| Referring expression pointing data |
■ ■ ■

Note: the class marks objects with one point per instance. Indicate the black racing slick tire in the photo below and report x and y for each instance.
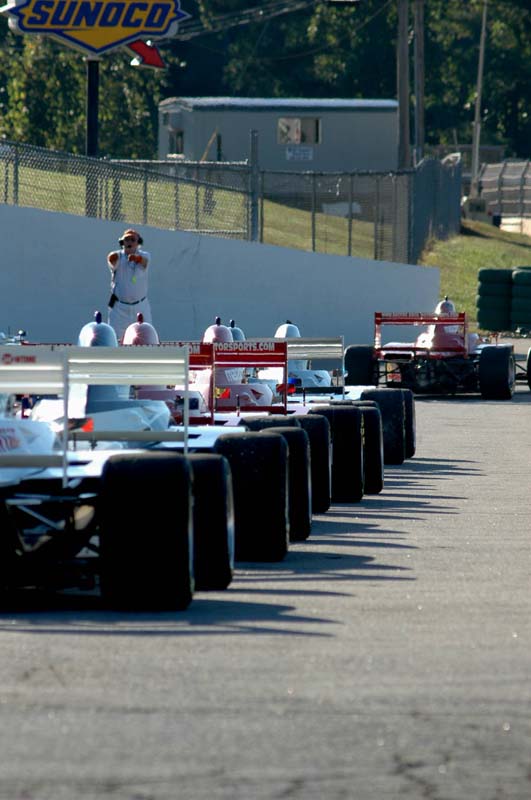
(359, 365)
(259, 466)
(146, 532)
(391, 404)
(300, 481)
(346, 423)
(213, 521)
(373, 452)
(318, 429)
(410, 425)
(258, 423)
(496, 372)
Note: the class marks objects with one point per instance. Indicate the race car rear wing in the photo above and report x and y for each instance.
(51, 370)
(250, 353)
(424, 319)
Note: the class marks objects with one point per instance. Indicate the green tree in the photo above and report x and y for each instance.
(43, 87)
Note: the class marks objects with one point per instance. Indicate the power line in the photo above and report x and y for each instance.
(263, 13)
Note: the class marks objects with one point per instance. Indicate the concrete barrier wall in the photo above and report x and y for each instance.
(54, 277)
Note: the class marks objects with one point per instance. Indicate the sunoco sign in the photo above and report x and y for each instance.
(96, 26)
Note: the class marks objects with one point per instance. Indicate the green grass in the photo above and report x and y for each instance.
(459, 259)
(292, 227)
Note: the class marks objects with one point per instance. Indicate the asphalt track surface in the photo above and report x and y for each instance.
(387, 657)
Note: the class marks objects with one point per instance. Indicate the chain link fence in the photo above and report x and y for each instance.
(385, 216)
(200, 198)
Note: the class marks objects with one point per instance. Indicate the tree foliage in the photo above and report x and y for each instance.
(319, 51)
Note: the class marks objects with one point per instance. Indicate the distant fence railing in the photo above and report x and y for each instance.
(385, 216)
(506, 188)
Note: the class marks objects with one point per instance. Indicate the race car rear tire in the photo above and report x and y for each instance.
(347, 452)
(318, 429)
(299, 481)
(145, 516)
(213, 521)
(410, 427)
(496, 373)
(521, 276)
(258, 423)
(259, 466)
(391, 404)
(9, 544)
(373, 453)
(359, 365)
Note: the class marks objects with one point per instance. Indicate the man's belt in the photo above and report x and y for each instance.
(134, 303)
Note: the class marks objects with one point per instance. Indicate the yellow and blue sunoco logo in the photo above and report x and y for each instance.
(97, 25)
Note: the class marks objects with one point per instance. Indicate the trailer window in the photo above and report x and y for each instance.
(176, 142)
(299, 130)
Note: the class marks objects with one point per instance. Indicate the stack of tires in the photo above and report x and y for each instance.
(521, 300)
(494, 299)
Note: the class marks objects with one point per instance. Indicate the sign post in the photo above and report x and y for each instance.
(97, 28)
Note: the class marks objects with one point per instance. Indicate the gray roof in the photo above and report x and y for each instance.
(276, 104)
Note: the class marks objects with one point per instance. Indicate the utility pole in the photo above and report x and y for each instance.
(418, 15)
(476, 136)
(402, 63)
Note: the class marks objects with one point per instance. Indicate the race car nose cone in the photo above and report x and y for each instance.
(97, 334)
(217, 333)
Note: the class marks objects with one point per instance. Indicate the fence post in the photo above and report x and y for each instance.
(176, 204)
(145, 196)
(522, 195)
(254, 177)
(376, 218)
(314, 206)
(350, 196)
(196, 197)
(261, 207)
(15, 176)
(395, 217)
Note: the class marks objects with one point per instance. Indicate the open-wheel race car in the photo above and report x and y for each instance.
(443, 359)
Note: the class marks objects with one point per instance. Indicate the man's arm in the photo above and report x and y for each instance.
(112, 260)
(141, 257)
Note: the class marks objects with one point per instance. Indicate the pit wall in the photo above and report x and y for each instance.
(54, 277)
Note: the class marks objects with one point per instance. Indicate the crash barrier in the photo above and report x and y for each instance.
(506, 189)
(457, 321)
(503, 300)
(385, 216)
(51, 370)
(203, 198)
(251, 353)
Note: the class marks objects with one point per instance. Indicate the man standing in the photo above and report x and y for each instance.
(129, 282)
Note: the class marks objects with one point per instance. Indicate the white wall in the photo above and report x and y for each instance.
(54, 276)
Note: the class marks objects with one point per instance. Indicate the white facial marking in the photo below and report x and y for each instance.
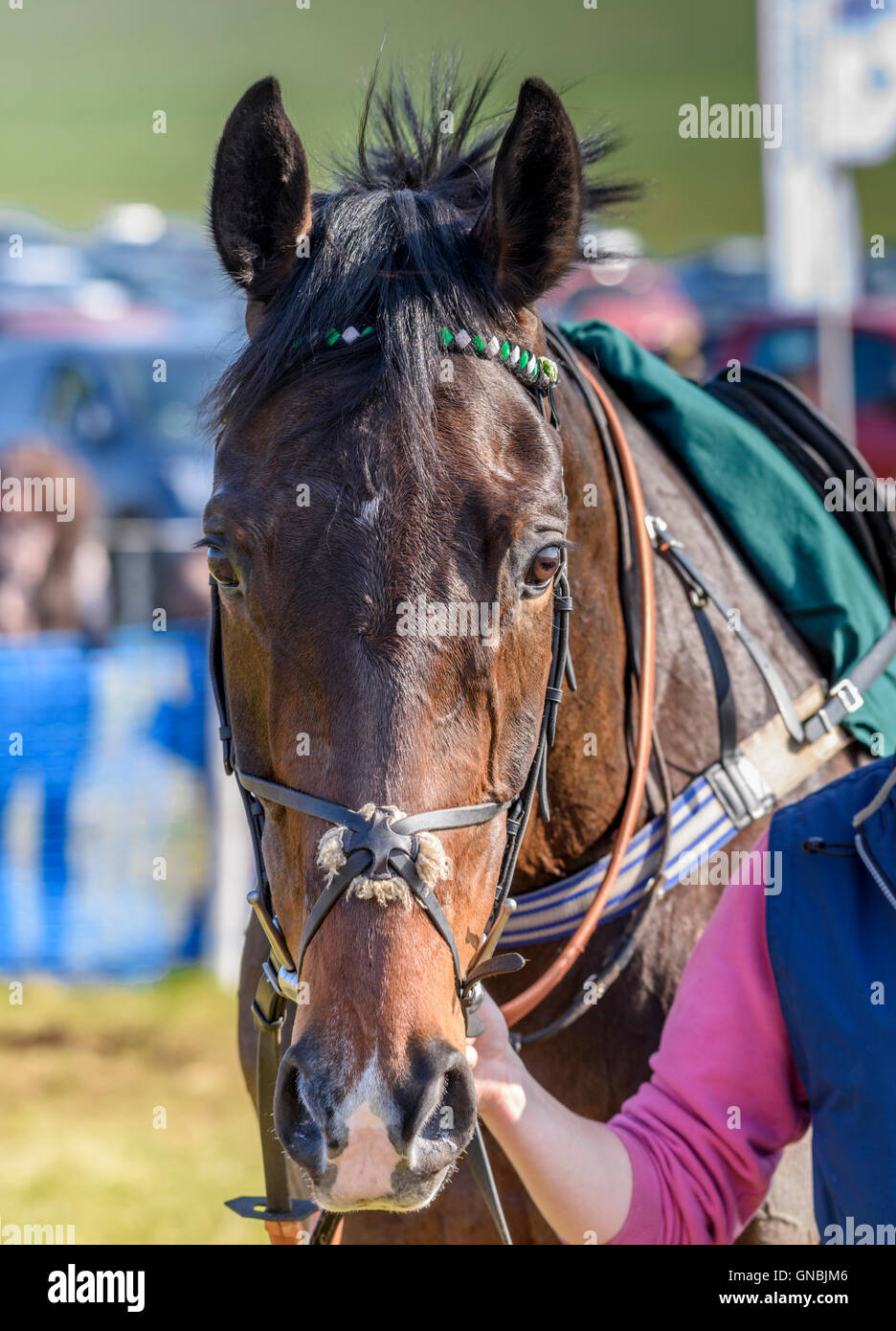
(367, 1164)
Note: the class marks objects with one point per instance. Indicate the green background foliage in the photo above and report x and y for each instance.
(80, 82)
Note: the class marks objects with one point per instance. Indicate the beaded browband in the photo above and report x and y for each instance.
(535, 372)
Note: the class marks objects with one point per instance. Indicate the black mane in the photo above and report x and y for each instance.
(391, 248)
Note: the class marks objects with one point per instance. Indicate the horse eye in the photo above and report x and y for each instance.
(221, 569)
(544, 566)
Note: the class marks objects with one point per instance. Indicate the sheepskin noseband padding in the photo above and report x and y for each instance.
(432, 863)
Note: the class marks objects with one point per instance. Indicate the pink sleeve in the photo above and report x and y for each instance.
(706, 1133)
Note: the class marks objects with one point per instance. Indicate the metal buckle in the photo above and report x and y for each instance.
(740, 789)
(288, 983)
(848, 695)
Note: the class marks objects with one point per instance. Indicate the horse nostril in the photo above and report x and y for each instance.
(450, 1125)
(297, 1128)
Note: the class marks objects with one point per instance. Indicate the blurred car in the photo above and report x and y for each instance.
(790, 347)
(638, 296)
(726, 282)
(98, 396)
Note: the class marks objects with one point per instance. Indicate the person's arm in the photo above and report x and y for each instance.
(690, 1157)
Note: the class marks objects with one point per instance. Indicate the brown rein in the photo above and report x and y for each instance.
(545, 985)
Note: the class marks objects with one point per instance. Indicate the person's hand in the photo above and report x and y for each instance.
(497, 1071)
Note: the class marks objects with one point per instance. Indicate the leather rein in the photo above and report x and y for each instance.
(385, 846)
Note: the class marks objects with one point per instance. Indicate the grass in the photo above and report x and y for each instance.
(81, 84)
(84, 1074)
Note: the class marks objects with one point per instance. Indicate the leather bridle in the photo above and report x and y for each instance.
(384, 846)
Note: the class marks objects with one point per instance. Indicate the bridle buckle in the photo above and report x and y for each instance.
(381, 842)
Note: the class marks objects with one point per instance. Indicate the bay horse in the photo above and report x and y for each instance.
(354, 475)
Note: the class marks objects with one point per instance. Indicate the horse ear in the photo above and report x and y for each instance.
(530, 232)
(261, 198)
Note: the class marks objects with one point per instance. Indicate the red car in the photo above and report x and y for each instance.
(639, 296)
(789, 347)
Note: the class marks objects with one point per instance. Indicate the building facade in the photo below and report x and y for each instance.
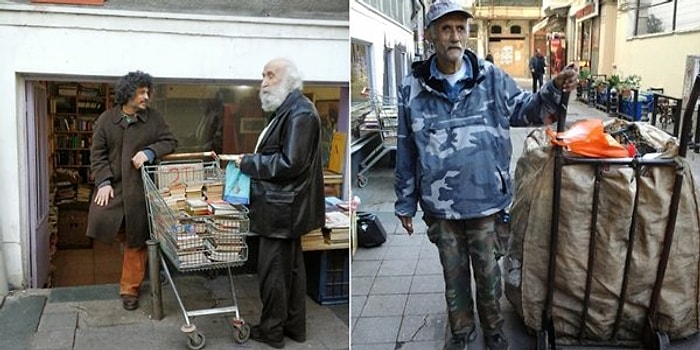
(192, 51)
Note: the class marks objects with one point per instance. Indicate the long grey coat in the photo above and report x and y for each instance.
(286, 175)
(114, 143)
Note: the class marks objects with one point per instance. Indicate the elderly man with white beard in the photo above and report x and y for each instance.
(286, 200)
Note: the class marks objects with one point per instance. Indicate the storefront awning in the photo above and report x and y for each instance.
(553, 14)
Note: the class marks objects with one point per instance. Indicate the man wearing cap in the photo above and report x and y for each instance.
(453, 157)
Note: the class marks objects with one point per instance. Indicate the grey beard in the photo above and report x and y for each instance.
(272, 99)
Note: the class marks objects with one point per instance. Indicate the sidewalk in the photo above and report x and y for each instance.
(91, 317)
(398, 289)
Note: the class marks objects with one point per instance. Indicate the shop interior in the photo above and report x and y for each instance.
(221, 117)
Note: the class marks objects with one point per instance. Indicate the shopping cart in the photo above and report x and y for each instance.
(385, 109)
(193, 242)
(652, 337)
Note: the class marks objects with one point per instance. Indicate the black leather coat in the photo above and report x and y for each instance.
(286, 174)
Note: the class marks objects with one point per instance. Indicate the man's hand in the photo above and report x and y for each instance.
(407, 223)
(104, 194)
(139, 159)
(567, 79)
(237, 160)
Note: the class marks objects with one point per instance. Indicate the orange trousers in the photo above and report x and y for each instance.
(133, 268)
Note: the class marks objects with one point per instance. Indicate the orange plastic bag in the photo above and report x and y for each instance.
(587, 138)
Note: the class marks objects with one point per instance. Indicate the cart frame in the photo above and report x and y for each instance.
(166, 226)
(386, 110)
(652, 337)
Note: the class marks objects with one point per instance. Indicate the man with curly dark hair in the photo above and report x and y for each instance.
(126, 137)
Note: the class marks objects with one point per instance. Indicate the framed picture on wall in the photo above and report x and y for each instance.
(252, 125)
(328, 113)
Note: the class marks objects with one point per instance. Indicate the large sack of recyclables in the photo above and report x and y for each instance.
(527, 264)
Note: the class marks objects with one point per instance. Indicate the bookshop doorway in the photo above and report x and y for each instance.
(70, 110)
(223, 116)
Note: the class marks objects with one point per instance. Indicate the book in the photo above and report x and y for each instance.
(336, 219)
(221, 207)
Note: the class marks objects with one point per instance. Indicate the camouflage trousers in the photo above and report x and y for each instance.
(464, 244)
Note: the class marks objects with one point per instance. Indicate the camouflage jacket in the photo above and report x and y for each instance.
(453, 148)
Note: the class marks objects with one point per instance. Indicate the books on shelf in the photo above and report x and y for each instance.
(221, 207)
(196, 206)
(213, 191)
(337, 219)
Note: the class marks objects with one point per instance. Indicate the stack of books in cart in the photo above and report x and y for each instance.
(213, 231)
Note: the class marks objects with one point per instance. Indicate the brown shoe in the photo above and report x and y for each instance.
(257, 335)
(130, 302)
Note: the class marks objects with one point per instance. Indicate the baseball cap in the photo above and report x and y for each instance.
(442, 7)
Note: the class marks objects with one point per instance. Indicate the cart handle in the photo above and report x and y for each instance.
(190, 155)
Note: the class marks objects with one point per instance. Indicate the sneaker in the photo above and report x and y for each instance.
(459, 341)
(129, 302)
(496, 342)
(257, 335)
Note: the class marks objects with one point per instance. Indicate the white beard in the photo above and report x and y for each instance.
(272, 98)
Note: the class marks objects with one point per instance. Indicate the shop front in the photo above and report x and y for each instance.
(206, 71)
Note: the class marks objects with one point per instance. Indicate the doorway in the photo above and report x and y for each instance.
(71, 108)
(510, 55)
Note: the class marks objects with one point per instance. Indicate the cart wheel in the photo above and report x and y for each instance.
(241, 333)
(542, 340)
(196, 340)
(662, 341)
(361, 181)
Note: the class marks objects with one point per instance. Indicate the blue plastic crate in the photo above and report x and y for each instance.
(328, 276)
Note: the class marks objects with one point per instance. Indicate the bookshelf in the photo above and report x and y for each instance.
(73, 109)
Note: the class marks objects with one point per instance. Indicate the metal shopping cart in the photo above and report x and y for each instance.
(385, 123)
(193, 241)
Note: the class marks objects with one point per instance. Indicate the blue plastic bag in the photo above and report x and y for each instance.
(237, 187)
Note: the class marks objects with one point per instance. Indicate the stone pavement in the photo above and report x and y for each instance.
(91, 317)
(398, 288)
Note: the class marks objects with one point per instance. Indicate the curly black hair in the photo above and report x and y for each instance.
(127, 85)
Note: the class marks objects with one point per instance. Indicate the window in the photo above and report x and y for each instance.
(398, 10)
(665, 16)
(361, 71)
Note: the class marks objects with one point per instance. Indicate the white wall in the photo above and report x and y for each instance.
(660, 59)
(44, 41)
(372, 27)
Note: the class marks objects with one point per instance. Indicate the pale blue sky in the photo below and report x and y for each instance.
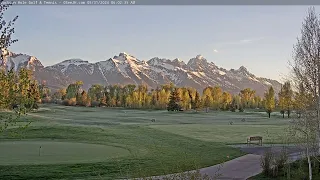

■ ■ ■

| WHAT TO PRODUCE |
Please copy, exactly as written, the lines from the one that contains "the cart wheel" through the end of the records, both ends included. Do not include the pictures.

| ANSWER BELOW |
Note: the class marks objects with one point per instance. Indicate the cart wheel in the photo above and report x and y for each instance.
(241, 333)
(542, 340)
(196, 340)
(662, 341)
(361, 181)
Note: the class marks objects with one point per instance. Indicate the blue plastic crate in the photo above and report x and y for each instance.
(328, 276)
Note: the class marks objects with one point per instance. Indicate the bookshelf in the photo above and report x and y for each instance.
(73, 109)
Note: the class marks objects with one point per instance. Indicate the metal shopping cart in the photo above and report x and y for each instance.
(385, 123)
(193, 241)
Note: the class marks objects with one point per instance. Indicate the blue plastic bag in the photo above and report x and y for each instance.
(237, 187)
Note: the class marks objects with one point per instance. Indicate the stone pavement in the photo above and report x and y for each instance.
(91, 317)
(398, 288)
Note: the class marks objects with one point per instance. Indicate the curly black hair in the photo above and report x and y for each instance.
(127, 85)
Note: the class marks objects with one point per instance. Indicate the window in the photo above and report x and y for each instance.
(398, 10)
(665, 16)
(361, 71)
Note: the class marks objects with one point per instance. Indicate the white wall in the photo above and report x and y for each instance.
(660, 59)
(44, 41)
(372, 27)
Note: the class marks objects with one point per instance. Indicate the pale blue sky in the photo below and report x and y for each instance.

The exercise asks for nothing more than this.